Bounding-box rows
■ ■ ■ ■

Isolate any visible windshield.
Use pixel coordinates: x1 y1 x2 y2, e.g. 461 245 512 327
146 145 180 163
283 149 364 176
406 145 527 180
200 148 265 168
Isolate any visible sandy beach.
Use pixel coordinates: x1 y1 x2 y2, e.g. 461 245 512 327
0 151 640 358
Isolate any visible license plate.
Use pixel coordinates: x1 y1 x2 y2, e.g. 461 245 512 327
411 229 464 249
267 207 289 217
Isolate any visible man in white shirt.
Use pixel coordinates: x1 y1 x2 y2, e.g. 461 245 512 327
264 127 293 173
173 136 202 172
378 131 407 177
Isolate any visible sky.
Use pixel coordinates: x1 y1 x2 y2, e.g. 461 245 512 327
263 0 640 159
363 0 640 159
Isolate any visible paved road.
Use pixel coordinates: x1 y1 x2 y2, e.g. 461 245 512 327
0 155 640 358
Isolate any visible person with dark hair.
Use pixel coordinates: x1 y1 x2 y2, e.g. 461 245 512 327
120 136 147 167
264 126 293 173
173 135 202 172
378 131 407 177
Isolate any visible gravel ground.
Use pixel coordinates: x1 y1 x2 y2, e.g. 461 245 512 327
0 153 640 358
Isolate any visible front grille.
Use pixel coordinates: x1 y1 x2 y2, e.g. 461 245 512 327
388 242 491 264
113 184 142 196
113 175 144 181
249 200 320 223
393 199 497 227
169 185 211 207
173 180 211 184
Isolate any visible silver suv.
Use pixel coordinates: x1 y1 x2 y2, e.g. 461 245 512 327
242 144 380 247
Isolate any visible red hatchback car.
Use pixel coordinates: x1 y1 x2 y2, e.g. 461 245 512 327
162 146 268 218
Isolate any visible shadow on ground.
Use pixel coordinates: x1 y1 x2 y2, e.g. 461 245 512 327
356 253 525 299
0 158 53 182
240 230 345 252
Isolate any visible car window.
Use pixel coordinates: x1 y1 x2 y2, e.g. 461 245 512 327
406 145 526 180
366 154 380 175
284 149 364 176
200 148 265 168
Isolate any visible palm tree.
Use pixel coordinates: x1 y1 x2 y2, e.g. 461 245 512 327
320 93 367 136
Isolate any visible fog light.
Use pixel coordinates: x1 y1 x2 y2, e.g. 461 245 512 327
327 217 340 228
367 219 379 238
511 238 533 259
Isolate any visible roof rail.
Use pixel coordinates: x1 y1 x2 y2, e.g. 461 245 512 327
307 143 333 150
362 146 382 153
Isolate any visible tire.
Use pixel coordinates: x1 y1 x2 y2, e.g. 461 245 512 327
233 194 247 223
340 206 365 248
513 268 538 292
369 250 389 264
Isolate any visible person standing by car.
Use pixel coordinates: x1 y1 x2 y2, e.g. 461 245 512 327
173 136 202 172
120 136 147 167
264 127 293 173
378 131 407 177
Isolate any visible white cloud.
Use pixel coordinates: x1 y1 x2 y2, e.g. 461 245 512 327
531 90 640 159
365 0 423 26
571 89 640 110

■ ■ ■ ■

### [To be done]
Output every row above verbatim, keeping the original order and line breaks.

### [Output for this task]
Isolate any visible windshield.
Use pixel coordinates: x1 y1 x2 y2, e.g. 461 245 512 327
146 145 180 163
283 149 364 176
406 145 527 180
200 148 265 168
Isolate any visible sandy beach.
Use pixel coordinates: x1 y1 x2 y2, e.g. 461 245 512 327
0 151 640 358
Isolate any visible license plate.
Use pixel coordinates: x1 y1 x2 y2, e.g. 461 245 512 327
411 229 464 249
267 207 289 217
Isolate any visible man in white shirt.
Use pixel coordinates: x1 y1 x2 y2, e.g. 461 245 512 327
264 127 293 173
173 136 202 172
378 131 407 177
Isolate any visible sky.
Use pixel coordinates: x1 y1 x2 y2, e.g. 461 245 512 327
263 0 640 159
363 0 640 159
Isolate any visible paved road.
Use pixel coordinates: x1 y1 x2 y2, e.g. 461 245 512 327
0 155 640 358
Isolate any visible person with dark hair.
Use pixel coordinates: x1 y1 x2 y2, e.g. 461 245 512 327
120 136 147 167
264 126 293 173
173 135 202 172
378 131 407 177
Isolate any visible gravel ground.
Use pixel coordinates: x1 y1 x2 y2, e.g. 461 245 512 327
0 153 640 358
Isolate any visible front grille.
Use pixel coordinates: x1 y1 x2 y2, e.g. 461 245 512 327
388 242 491 264
113 184 142 196
113 175 144 181
249 200 320 223
393 199 497 227
169 185 211 207
173 180 211 184
Isolate any visible silver suv.
Use pixel coordinates: x1 y1 x2 y2, e.g. 461 245 512 327
242 144 380 247
Isolate any visible red hatchback car.
Use pixel coordinates: x1 y1 x2 y2, e.g. 461 245 512 327
162 146 268 218
Isolate any visible shadow on ground.
Use pixel coordinates: x1 y1 x2 y2, e.g. 461 245 512 327
356 253 525 299
0 158 53 182
240 230 345 252
Isolate any visible car window.
Use pixel coordinates: x1 y1 x2 y2, e.g. 461 245 512 327
406 145 526 180
366 154 380 175
284 149 364 176
200 148 265 168
Isolate any visible palm tree.
Use pixel coordinates: x1 y1 x2 y2, e.g. 461 245 512 327
320 93 367 136
Isolate any visible fog light.
Use pixel coordinates: x1 y1 x2 y2, e.g. 461 245 512 327
327 217 340 228
367 219 379 238
511 238 533 259
Isolate any visible roof rail.
Use pixel coordinates: x1 y1 x2 y2, e.g. 461 245 512 327
307 143 333 150
362 146 382 153
Isolate any visible tire.
Use pixel coordinates: x1 y1 x2 y2, e.g. 461 245 512 327
233 194 247 223
340 206 365 248
513 268 538 292
369 250 389 264
Isolate any visible person standing by car.
Use pixel coordinates: x1 y1 x2 y2, e.g. 461 245 512 327
173 136 202 172
120 136 147 167
264 127 293 173
378 131 407 177
Isolate any visible white cloud.
Use pixel coordinates: x1 y1 x2 y2, e.g. 461 245 512 327
531 90 640 159
365 0 423 26
571 89 640 110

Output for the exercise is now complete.